To be done
Copy the full listing below line for line, with no changes.

(Entries for pointing and labeling)
========

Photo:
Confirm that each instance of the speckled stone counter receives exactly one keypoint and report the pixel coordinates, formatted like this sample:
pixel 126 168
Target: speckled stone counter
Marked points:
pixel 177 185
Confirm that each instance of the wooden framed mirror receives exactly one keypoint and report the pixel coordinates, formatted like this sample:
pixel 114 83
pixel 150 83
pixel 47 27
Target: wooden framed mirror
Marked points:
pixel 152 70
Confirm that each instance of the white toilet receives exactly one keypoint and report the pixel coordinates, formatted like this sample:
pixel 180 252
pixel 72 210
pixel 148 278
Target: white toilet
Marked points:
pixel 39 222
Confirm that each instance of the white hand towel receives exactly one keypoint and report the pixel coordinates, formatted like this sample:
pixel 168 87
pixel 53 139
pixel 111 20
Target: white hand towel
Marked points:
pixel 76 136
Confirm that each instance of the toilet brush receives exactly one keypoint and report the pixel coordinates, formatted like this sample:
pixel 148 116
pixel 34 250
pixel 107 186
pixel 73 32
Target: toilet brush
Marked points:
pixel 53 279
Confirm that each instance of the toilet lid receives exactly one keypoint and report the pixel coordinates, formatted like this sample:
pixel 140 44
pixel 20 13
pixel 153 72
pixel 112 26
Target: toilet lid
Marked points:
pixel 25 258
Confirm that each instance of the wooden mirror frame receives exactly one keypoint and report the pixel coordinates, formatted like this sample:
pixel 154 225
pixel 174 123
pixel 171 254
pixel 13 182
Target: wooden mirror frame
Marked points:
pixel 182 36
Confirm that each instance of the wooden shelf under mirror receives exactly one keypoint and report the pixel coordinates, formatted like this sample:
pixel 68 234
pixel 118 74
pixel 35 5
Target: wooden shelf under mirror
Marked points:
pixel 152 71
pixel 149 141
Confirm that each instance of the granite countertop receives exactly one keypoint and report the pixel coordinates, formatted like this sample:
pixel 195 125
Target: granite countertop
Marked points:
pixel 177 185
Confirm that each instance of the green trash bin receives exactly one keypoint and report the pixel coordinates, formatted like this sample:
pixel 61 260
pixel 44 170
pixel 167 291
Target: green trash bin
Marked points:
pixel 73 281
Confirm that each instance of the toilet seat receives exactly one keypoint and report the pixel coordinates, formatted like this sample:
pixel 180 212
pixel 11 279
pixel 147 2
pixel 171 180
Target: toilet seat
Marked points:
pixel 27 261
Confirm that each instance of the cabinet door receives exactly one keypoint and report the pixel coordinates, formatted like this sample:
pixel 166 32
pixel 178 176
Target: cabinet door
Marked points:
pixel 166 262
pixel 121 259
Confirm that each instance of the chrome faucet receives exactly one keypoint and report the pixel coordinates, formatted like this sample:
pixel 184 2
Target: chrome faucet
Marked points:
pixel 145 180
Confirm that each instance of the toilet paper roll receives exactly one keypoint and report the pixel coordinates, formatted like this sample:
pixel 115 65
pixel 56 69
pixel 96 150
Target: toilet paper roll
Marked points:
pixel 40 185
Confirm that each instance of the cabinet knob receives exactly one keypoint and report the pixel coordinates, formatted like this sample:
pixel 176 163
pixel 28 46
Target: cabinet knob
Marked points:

========

Task solution
Photo:
Confirm that each instance of the speckled stone counter receives exactly one keypoint and report the pixel coordinates, formatted like this sample:
pixel 126 168
Target: speckled stone counter
Marked points:
pixel 177 185
Confirm that each instance of the wooden framed mirror receives exactly one keypoint and report the pixel coordinates, formatted like this sample:
pixel 114 83
pixel 150 83
pixel 47 27
Target: wooden framed mirror
Marked points:
pixel 152 70
Confirm that each instance of the white toilet receives exactly one keypoint and report the pixel coordinates, formatted like this sample:
pixel 180 252
pixel 72 210
pixel 148 278
Target: white toilet
Marked points:
pixel 39 222
Confirm that each instance of the white hand towel receives exactly one keypoint and report the pixel coordinates, formatted like this sample:
pixel 168 87
pixel 53 139
pixel 111 20
Target: white hand towel
Marked points:
pixel 76 136
Confirm that each instance of the toilet brush receives exactly one keypoint and report the pixel coordinates, formatted like this sample:
pixel 148 116
pixel 34 250
pixel 107 186
pixel 73 32
Target: toilet brush
Marked points:
pixel 53 279
Confirm that each instance of the toilet lid receives exactly one keypoint and report the pixel coordinates, formatted like this sample:
pixel 140 44
pixel 20 13
pixel 153 72
pixel 112 26
Target: toilet lid
Marked points:
pixel 25 258
Confirm that each instance of the wooden mirror frame receives exactly one keypoint and report the pixel coordinates, formatted like this sample:
pixel 154 225
pixel 174 123
pixel 171 254
pixel 13 182
Target: wooden mirror frame
Marked points:
pixel 182 36
Confirm that each instance of the wooden shelf under mirror receives exactly one keypoint and report the pixel coordinates, formatted like this sample:
pixel 68 234
pixel 118 74
pixel 35 5
Target: wooden shelf under mirror
Marked points:
pixel 152 71
pixel 149 141
Confirm that each instance of the granite countertop receives exactly one keypoint and report the pixel coordinates, formatted like this sample:
pixel 195 125
Target: granite countertop
Marked points:
pixel 177 185
Confirm that each instance of the green trash bin receives exactly one keypoint and report the pixel coordinates, formatted like this sample:
pixel 61 260
pixel 44 170
pixel 167 291
Target: green trash bin
Marked points:
pixel 73 281
Confirm that each instance of the toilet seat receives exactly one keypoint and report the pixel coordinates, formatted like this sample:
pixel 180 212
pixel 11 279
pixel 147 2
pixel 171 180
Target: toilet seat
Marked points:
pixel 27 261
Confirm that each instance of the cabinet door receives exactly one keypoint and report the pixel coordinates, formatted like this sample:
pixel 166 32
pixel 178 176
Target: cabinet door
Marked points:
pixel 166 262
pixel 121 259
Confirm that each instance of the chrome faucet receives exactly one keypoint and report the pixel coordinates, formatted like this sample:
pixel 184 2
Target: chrome faucet
Marked points:
pixel 145 180
Confirm that each instance of the toilet paper roll receives exactly one keypoint and report the pixel coordinates, formatted like this sample:
pixel 115 65
pixel 56 69
pixel 96 150
Target: toilet paper roll
Marked points:
pixel 40 185
Confirm that each instance of the cabinet knob receives exactly one keypoint and report the pixel coordinates, formatted like this sample:
pixel 176 163
pixel 28 46
Target: cabinet knob
Marked points:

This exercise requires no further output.